EXERCISE PASSAGE:
'''
The BeZine, June 2015, Vol. 1, Issue 8, Table of Contents with Links

June 15, 2015

 DIVERSITY/INCLUSION

The evolution will be poemed, painted, photographed, documented, blogged, set to music and told in story.

The evolution will be delivered by a rainbow of human beings, everyday sort of folk ….  

The evolution will not be televised.

There are people for whom the arts exists almost exclusively as an aid to social change, to political discourse– not as some sort of didacticism – but as a discussion, a wake up call, a way of approaching some truth, finding some meaning, encouraging resolution. Many of us here number among them. All of us hope for kind, just and rational social change.

We write and dream about an inclusive appreciation of diversity that will promote a world without war, a world that respects all sentient life, all humans no matter their race or national origin, religion or lack thereof, economic or social status, mental or physical disability, age or sex, or sexual preference or gender orientation. We dream of a humanity that recognizes itself as an element of the natural environment not something apart from and over it.
'''
DATA EXCERPTS:
'''
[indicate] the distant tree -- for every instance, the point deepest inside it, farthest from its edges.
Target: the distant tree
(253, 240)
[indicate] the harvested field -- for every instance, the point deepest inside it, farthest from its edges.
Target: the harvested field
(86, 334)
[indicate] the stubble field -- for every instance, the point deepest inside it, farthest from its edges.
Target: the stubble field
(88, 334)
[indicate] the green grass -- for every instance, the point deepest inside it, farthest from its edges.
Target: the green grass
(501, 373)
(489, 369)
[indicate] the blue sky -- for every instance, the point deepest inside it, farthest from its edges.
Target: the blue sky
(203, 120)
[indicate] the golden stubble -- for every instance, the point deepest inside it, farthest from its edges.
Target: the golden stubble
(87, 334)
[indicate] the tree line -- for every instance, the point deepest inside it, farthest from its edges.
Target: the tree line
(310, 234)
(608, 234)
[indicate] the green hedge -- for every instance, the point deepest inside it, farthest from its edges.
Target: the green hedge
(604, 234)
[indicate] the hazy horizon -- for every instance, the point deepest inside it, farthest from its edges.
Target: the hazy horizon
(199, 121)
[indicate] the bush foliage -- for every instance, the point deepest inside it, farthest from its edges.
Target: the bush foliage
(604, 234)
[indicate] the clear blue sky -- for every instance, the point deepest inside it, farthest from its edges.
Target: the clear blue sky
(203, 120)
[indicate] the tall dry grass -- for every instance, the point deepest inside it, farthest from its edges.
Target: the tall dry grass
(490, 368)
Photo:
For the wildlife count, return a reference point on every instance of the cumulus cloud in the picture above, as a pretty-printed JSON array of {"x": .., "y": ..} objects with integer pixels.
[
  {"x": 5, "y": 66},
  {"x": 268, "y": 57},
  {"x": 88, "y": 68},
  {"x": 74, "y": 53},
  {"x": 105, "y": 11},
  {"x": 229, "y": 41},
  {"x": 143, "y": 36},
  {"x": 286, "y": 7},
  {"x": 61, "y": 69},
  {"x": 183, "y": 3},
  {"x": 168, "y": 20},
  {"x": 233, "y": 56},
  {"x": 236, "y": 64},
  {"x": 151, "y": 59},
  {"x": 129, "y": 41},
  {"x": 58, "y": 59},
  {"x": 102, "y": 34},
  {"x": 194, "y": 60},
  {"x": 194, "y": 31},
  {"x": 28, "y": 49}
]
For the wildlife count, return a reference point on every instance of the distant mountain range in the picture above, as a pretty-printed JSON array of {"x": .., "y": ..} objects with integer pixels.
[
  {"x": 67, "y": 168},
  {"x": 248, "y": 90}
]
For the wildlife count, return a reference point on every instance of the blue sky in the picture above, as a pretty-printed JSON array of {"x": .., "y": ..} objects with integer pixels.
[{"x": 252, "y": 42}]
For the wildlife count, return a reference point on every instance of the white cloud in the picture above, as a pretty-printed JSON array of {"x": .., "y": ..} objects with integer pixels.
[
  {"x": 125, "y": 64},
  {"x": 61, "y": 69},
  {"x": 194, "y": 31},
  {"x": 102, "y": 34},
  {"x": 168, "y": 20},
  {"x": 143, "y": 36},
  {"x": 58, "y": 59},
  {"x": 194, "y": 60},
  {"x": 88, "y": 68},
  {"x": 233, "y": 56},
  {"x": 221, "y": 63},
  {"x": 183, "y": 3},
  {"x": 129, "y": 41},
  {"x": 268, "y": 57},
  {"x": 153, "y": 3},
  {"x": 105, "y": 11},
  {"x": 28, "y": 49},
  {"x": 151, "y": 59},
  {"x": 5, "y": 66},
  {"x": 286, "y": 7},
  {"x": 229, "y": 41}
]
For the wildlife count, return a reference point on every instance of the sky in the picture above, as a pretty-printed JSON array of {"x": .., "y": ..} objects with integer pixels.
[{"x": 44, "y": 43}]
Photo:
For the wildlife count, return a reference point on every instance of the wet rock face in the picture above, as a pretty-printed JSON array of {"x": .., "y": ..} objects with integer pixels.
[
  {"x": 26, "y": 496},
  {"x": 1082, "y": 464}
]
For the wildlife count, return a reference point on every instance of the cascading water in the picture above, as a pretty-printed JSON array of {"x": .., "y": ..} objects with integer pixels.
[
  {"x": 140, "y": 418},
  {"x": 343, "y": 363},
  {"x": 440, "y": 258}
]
'''
WORK TO COMPLETE: Restate word for word the part of the BeZine excerpt starting at "The evolution will not" and ending at "and over it.". The listing is separate material, unrelated to the BeZine excerpt.

RESPONSE FOR THIS EXERCISE:
The evolution will not be televised.

There are people for whom the arts exists almost exclusively as an aid to social change, to political discourse– not as some sort of didacticism – but as a discussion, a wake up call, a way of approaching some truth, finding some meaning, encouraging resolution. Many of us here number among them. All of us hope for kind, just and rational social change.

We write and dream about an inclusive appreciation of diversity that will promote a world without war, a world that respects all sentient life, all humans no matter their race or national origin, religion or lack thereof, economic or social status, mental or physical disability, age or sex, or sexual preference or gender orientation. We dream of a humanity that recognizes itself as an element of the natural environment not something apart from and over it.